TASK INSTRUCTIONS - Rewrite every line of the data entries below, replacing "wet pool surface" with "pool water" and keeping everything else as it is. Omit the pictures from your answer.

Data entries

========================================================================

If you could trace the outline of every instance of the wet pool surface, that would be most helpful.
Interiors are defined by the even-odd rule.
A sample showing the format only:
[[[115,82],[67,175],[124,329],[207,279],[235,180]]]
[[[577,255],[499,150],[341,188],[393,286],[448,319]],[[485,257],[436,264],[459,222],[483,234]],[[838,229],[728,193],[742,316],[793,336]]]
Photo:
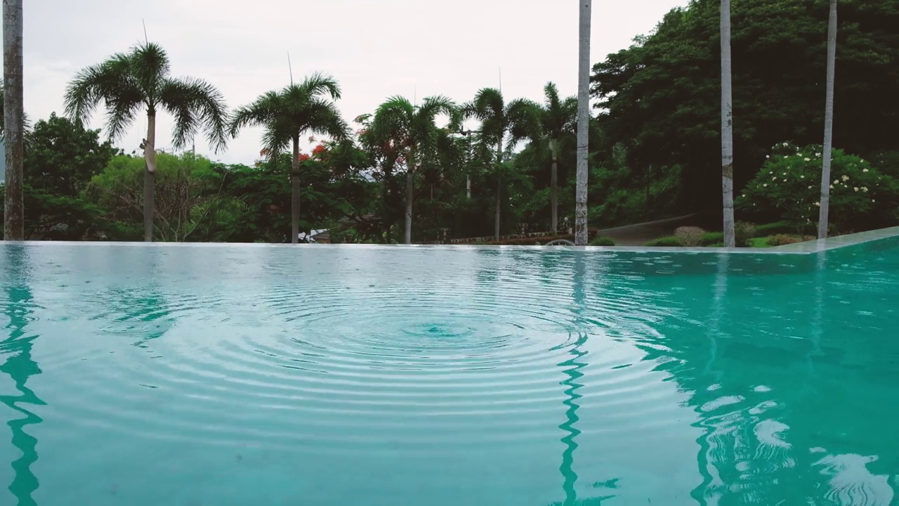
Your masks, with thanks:
[[[0,504],[887,506],[896,312],[895,239],[0,244]]]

========================================================================

FINISHED EXERCISE -
If you could trace the outline of every instance of the pool water, that would be most helpful.
Interiors are defined by the even-odd rule.
A sample showing the format only:
[[[115,82],[67,175],[124,329],[207,279],[235,180]]]
[[[577,255],[499,150],[341,188],[393,286],[448,319]],[[485,257],[436,264],[459,222],[483,234]],[[838,229],[728,193],[742,316],[793,336]]]
Photo:
Your masks, with thanks:
[[[0,504],[887,506],[896,312],[895,239],[0,244]]]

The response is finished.